TASK INPUTS:
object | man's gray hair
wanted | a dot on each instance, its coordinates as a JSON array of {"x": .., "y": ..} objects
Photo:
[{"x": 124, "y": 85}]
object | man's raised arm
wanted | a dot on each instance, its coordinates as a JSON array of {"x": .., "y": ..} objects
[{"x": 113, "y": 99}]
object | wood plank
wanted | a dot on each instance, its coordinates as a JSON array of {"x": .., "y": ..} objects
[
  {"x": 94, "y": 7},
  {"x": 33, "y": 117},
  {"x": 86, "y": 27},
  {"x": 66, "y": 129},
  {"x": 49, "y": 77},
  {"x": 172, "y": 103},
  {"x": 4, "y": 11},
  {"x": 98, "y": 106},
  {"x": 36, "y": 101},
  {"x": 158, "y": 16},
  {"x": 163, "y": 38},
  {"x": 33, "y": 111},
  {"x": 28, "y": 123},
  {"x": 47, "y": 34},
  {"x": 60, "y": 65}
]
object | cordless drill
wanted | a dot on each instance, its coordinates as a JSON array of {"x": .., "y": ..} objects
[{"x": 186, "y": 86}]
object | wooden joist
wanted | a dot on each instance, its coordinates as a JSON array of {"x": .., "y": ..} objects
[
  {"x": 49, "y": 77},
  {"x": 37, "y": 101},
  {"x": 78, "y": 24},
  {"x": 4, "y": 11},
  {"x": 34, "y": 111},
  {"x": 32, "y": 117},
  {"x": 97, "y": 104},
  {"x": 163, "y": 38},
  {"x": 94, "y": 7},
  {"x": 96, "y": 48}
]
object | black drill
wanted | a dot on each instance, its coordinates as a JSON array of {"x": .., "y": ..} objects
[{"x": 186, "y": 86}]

WHAT YOU ARE ASKED TO DO: Rewrite everything from the line containing "object | cordless drill" down to the end of the data as a numbered list, leaving out any blank lines.

EXERCISE SOLUTION:
1. object | cordless drill
2. wanted | a dot on each instance, its coordinates as a JSON array of {"x": .., "y": ..} objects
3. [{"x": 186, "y": 86}]
4. object | wooden joist
5. wanted | a dot on each instance, its coordinates as a JSON array of {"x": .., "y": ..} objects
6. [
7.   {"x": 49, "y": 77},
8.   {"x": 37, "y": 101},
9.   {"x": 78, "y": 24},
10.   {"x": 4, "y": 11},
11.   {"x": 34, "y": 111},
12.   {"x": 32, "y": 117},
13.   {"x": 97, "y": 104},
14.   {"x": 163, "y": 38},
15.   {"x": 94, "y": 7},
16.   {"x": 96, "y": 48}
17. ]
18. object | black drill
19. wanted | a dot on each instance, its coordinates as a JSON array of {"x": .., "y": ..} objects
20. [{"x": 186, "y": 86}]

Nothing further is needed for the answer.